Dessa época, mais que as aventuras, nascia a mais completa adoração pela minha tia. Eu intuía que graças a ela e ao seu acolhimento, teria  a oportunidade de experimentar uma vida de novidades, que em casa não seria possível vivenciar.

Nunca me esquecerei da comida farta, do seu carinho, da devoção aos filhos, da solidariedade com as pessoas, de seus braços sempre abertos para proteger aqueles que se socorriam dela. Minha tia tinha uma preocupação ímpar com a família. Viajava para lugares distantes apenas para visitar um parente e foi incansável nos cuidados com a “Vó Anjinha”.

Não me recordo de ocasião boa ou ruim que minha tia não estivesse presente nas nossas vidas. É impossível esquecer seu bom humor, a forma como fazia piadas de si, das piores situações, da sua força e resignação quando foi surpreendida pelo Parkinson. Como não admirar sua jornada de cuidados na doença do meu tio Neilton e seu amor sem limites pelos filhos, netos e bisnetos? Como uma fênix, estava sempre se reerguendo de uma perda, se refazendo, se reinventando e se amoldando à vida.

Adorava quando minha mãe, sem disfarçar o ciúme dizia: “você é igualzinha à sua Tia Deolvira”. Herdei dela as pernas grossas, o quadril largo, o cabelo rebelde e a inquietação de estar sempre em movimento, de agregar, de amar as pessoas e cultivá-las, mesmo que ao final, algumas delas se revelassem ervas daninhas.

▶ [DADOS DE ENTRADA]:
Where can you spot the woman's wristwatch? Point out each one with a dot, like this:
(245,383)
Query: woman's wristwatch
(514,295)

▶ [LISTA DE TAREFAS]:
A) No texto sobre a tia Deolvira, qual doença surpreendeu a tia?
B) Prossiga o texto sobre a tia Deolvira a partir da última frase apresentada.

▶ [RESPOSTAS DO EXERCÍCIO]:
A) O Parkinson.

B)
Ano passado ela foi diagnosticada com um câncer raro. Fomos nocauteados pela noticia, sofremos em silêncio e recorremos às orações. Esse vilão não derrubaria a nossa guerreira, ela iria se reerguer, ela não nos deixaria órfãos do seu amor. De fato, ela venceu a batalha e apesar de todas as provações, superou a doença.

Infelizmente, no começo desse ano, quis o destino que o câncer reincidisse. A doença veio fulminante, avassaladora. De repente a nossa heroína estava ali, tombada, refém de uma força maior que ela não seria capaz de suportar. Mas ela lutou. Como lutou. Duas semanas atrás, sai de Brasília num domingo de tarde para vê-la. Embora abatida, com uma voz que mais parecia um sussurro, ela disse coisas lindas. Reiteramos o nosso amor, ela claramente se despediu. Mas a doença não lhe roubou a dignidade, a elegância, o humor. Sai de lá como quem não tinha mais chão. Passei todos esses dias com o coração apertado. Suando frio cada vez que o telefone tocava, com medo da notícia que ninguém queria receber.

No domingo, dia 18, fui visitá-la novamente. Ela já não tinha a mesma lucidez, estava visivelmente derrotada e só pude tocar sua mão, beijá-la e dizer que jamais a esqueceria. Helvécio, emocionado, me disse: “Ana, diga adeus, pois dificilmente veremos sua tia com vida outra vez”. E assim foi. Dois dias depois ela nos deixou.

Agora ela habita um universo paralelo, outra dimensão. Mas olhando-a no seu leito de morte, era impossível não ver na sua face serena a sensação de dever cumprido, de quem entregou-se ao descanso. Ela partiu sem nos deixar, afinal, quem poderá esquecer seus olhinhos apertados quando sorria, sua elegância, seu porte de rainha, sua capacidade de não se levar a sério?

Tia, apesar das adversidades, como vou esquecer você com todas as enfermidades me dizer que me doaria um rim? Como vou esquecer você dizendo que mais que seus sobrinhos, éramos como filhos prá você? Como vai ser todo dia 10 de abril sem te ligar? Como serão os aniversários sem a sua presença? Tia, como vou te esquecer?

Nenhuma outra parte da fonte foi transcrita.